_Source excerpt_:
-=-=-=-=-

1 files changed, 207 insertions, 7 deletions

diff --git a/Documentation/rbtree.txt b/Documentation/rbtree.txt
index 7224459b469..39873ef41bf 100644
--- a/Documentation/rbtree.txt
+++ b/Documentation/rbtree.txt
@@ -21,8 +21,8 @@ three rotations, respectively, to balance the tree), with slightly slower
 To quote Linux Weekly News:
 
     There are a number of red-black trees in use in the kernel.
-    The anticipatory, deadline, and CFQ I/O schedulers all employ
-    rbtrees to track requests; the packet CD/DVD driver does the same.
+    The deadline and CFQ I/O schedulers employ rbtrees to
+    track requests; the packet CD/DVD driver does the same.

-=-=-=-=-

_Material shown_:
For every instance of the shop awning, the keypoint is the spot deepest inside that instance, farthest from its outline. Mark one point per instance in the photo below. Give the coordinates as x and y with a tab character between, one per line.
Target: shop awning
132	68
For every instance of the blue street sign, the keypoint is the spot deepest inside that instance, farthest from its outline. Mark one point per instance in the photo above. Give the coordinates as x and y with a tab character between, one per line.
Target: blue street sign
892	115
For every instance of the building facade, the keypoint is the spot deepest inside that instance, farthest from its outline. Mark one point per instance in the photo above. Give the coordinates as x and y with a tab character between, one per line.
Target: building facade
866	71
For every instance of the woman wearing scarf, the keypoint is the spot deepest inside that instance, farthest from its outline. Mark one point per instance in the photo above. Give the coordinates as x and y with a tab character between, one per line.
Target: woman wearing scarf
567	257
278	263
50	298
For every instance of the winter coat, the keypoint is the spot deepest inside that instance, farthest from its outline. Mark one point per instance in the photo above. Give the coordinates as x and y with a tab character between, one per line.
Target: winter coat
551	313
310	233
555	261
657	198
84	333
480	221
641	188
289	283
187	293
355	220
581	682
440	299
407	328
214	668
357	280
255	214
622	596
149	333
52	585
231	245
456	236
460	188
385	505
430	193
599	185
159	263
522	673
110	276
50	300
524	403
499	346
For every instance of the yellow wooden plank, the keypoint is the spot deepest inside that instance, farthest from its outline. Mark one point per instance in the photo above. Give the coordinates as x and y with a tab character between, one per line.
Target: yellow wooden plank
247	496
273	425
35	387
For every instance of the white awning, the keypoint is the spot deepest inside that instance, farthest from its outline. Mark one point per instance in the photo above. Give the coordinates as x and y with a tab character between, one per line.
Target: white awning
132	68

-=-=-=-=-

_What you will do_:
A – In the diff, which I/O schedulers does the new wording say use rbtrees to track requests?
B – Quote the diff between "There are a" and "to track requests; the packet CD/DVD driver does the same.", inclusive.
Rely only on the diff for these.

_Per-task answers_:
A – The deadline and CFQ I/O schedulers.

B –
There are a number of red-black trees in use in the kernel.
-    The anticipatory, deadline, and CFQ I/O schedulers all employ
-    rbtrees to track requests; the packet CD/DVD driver does the same.